[WHAT YOU NEED TO DO]: Rewrite every line of the listing below as a numbered list, skipping any blank lines. Leave the pictures out of your list.

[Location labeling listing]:
* * * *

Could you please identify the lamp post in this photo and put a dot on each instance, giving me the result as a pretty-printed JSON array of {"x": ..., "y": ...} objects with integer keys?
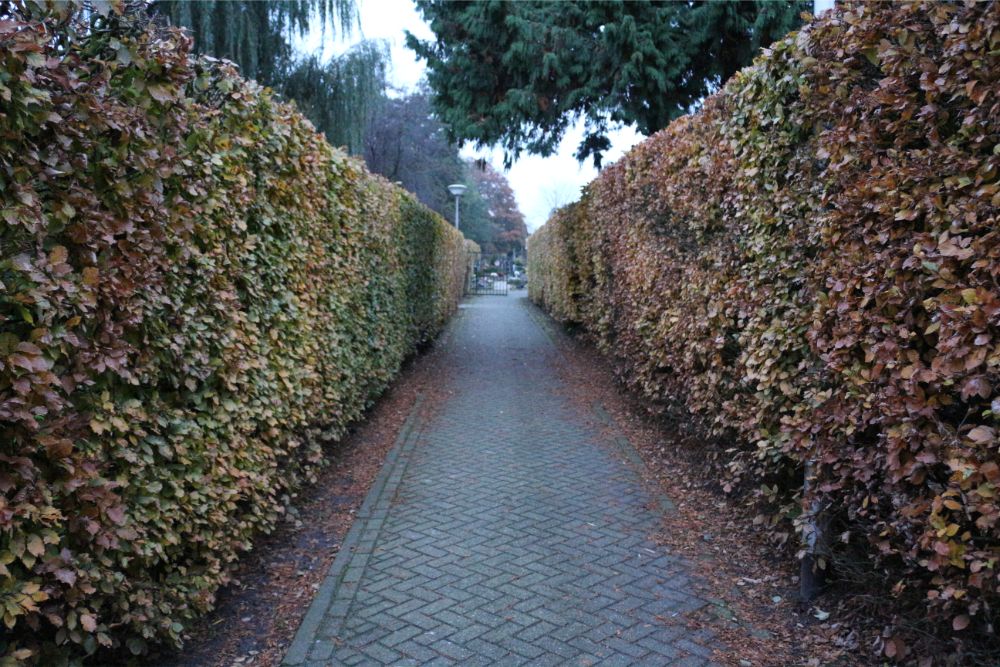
[{"x": 458, "y": 190}]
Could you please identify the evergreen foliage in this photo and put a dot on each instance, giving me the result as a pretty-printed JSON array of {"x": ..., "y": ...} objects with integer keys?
[
  {"x": 406, "y": 143},
  {"x": 808, "y": 269},
  {"x": 519, "y": 73}
]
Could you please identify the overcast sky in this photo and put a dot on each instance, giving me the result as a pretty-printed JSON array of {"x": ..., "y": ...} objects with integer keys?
[{"x": 538, "y": 183}]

* * * *

[FINAL ANSWER]:
1. Could you please identify the lamp post in this photo and put a dot on each instance, giving me the result as a pretty-printed JSON array of {"x": ..., "y": ...} objects with integer keys?
2. [{"x": 458, "y": 190}]
3. Could you please identify the evergreen foliage in this photo and put a dot on each instance, giving me the result as a pretty-printed JSON array of {"x": ..., "y": ...} objects with integer keys?
4. [
5.   {"x": 406, "y": 143},
6.   {"x": 808, "y": 269},
7.   {"x": 519, "y": 73}
8. ]
9. Could you please identify the overcast sky in this photo and put a dot on each instance, giving me the result as a pretty-printed JSON array of {"x": ..., "y": ...} objects with integer keys?
10. [{"x": 538, "y": 183}]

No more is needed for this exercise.